# YOUR GOAL
Each line of the data should be given again exactly.

Collected data entries:
▼▼▼

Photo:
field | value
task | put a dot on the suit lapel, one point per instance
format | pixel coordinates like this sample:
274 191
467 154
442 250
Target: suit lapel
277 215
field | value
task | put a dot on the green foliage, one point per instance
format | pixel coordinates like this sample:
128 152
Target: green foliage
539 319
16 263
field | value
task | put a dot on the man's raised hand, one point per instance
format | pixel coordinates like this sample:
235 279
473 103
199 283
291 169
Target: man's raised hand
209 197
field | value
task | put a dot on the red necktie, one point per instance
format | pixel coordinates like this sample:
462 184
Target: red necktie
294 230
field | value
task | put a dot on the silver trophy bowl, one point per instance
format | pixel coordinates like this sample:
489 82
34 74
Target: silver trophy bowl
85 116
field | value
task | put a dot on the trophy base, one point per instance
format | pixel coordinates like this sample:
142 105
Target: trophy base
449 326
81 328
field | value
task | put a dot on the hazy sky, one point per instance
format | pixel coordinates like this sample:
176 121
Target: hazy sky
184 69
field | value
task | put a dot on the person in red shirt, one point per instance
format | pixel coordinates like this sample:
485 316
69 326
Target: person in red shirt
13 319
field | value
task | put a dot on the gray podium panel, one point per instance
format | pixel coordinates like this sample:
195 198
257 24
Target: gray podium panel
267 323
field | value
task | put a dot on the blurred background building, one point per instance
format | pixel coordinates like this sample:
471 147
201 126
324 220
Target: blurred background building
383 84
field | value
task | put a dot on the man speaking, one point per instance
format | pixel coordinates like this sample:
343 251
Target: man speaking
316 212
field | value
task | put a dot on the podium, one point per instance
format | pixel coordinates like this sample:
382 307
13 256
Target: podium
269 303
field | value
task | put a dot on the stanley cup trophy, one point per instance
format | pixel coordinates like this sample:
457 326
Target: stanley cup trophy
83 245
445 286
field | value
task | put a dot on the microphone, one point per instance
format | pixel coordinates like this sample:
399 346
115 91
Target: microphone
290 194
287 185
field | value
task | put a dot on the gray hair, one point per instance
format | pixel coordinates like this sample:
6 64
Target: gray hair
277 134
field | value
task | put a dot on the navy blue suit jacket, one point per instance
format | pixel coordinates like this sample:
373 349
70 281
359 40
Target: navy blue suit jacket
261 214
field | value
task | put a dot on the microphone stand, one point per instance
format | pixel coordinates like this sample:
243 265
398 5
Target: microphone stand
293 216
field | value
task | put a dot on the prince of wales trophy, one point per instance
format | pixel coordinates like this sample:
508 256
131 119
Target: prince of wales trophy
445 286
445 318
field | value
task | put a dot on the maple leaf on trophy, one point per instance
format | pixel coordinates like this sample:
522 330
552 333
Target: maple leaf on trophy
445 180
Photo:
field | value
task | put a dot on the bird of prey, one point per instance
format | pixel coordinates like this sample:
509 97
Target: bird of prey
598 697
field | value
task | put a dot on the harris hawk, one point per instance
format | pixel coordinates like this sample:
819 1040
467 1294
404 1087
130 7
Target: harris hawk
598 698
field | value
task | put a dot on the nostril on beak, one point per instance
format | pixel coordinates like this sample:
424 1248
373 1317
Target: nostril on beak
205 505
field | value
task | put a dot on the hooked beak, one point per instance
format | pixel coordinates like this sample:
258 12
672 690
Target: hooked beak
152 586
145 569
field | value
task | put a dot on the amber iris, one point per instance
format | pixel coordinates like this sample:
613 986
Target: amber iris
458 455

▲▲▲

# RESULT OF THE TASK
Photo:
field | value
task | put a dot on the suit lapel, one point per instance
format | pixel coordinates like this sample:
274 191
467 154
442 250
Target: suit lapel
277 215
field | value
task | put a dot on the green foliage, one point per instance
format | pixel coordinates like this sample:
128 152
Target: green foliage
539 319
16 263
field | value
task | put a dot on the man's raised hand, one point per instance
format | pixel coordinates like this sample:
235 279
473 103
199 283
291 169
Target: man's raised hand
209 197
field | value
task | put a dot on the red necktie, one point per instance
format | pixel coordinates like this sample:
462 184
Target: red necktie
294 230
field | value
task | put a dot on the silver trophy bowl, one point per instance
format | pixel coordinates like this sample:
489 82
34 74
Target: silver trophy bowl
85 116
field | value
task | put a dot on the trophy base, one point per instance
format | pixel coordinates like this sample:
142 105
Target: trophy base
449 326
81 328
field | value
task | put a dot on the hazy sky, one point per instance
format | pixel coordinates like this sample:
176 121
Target: hazy sky
184 69
field | value
task | put a dot on the person in red shirt, one point per instance
format | pixel coordinates like this sample:
485 316
69 326
Target: person in red shirt
13 319
field | value
task | put a dot on the gray podium panel, one point per instance
format | pixel coordinates like this sample:
195 198
257 24
Target: gray podium panel
267 323
field | value
task | put a dot on the blurred background building, one point per instance
format | pixel coordinates like this sample:
471 147
201 126
324 220
Target: blurred background building
383 84
field | value
task | put a dot on the man speaking, one point per instance
format | pixel coordinates like this sample:
343 251
Target: man speaking
316 212
field | value
task | put a dot on the podium, one point per instance
format | pixel coordinates like this sample:
382 307
13 256
Target: podium
269 303
field | value
task | put a dot on the stanley cup trophy, one point per instance
format | pixel coordinates like this sample:
457 326
Target: stanley cup trophy
83 245
445 286
field | value
task | put a dot on the microphone, one point per instance
format | pixel coordinates like this sample:
399 346
115 91
Target: microphone
290 194
287 185
field | value
task | put a dot on the gray hair, one point per instance
format | pixel coordinates like this sample:
6 64
Target: gray hair
277 134
field | value
task | put a dot on the navy blue suit jacket, one point per instance
format | pixel coordinates like this sample:
373 349
70 281
359 40
Target: navy blue suit jacket
261 214
field | value
task | put a dot on the microphone stand, one point per instance
format | pixel coordinates like this sample:
243 265
398 5
Target: microphone stand
293 216
field | value
task | put a dot on the prince of wales trophy, one point per instance
format | pixel coordinates like this sample:
508 256
131 119
Target: prince of wales trophy
445 286
445 318
field | value
task | put a dot on the maple leaf on trophy, one point per instance
format | pixel coordinates like this sample:
522 330
552 333
Target: maple leaf on trophy
445 180
Photo:
field | value
task | put a dot on the bird of prey, one point per instance
format | pixel coordinates like this sample:
509 97
Target: bird of prey
598 697
field | value
task | put a dot on the harris hawk, one point per instance
format | pixel coordinates like this sample:
819 1040
467 1294
404 1087
130 7
Target: harris hawk
598 698
field | value
task | put a dot on the nostril on beak, one point per instance
format | pixel coordinates like this sample:
424 1248
373 1317
Target: nostril on beak
205 505
field | value
task | put a dot on the hooked beak, one point per instance
format | pixel coordinates like this sample:
258 12
672 690
Target: hooked beak
152 586
145 569
field | value
task | put a dot on the amber iris, one point per instance
format | pixel coordinates like this sample:
613 986
Target: amber iris
458 455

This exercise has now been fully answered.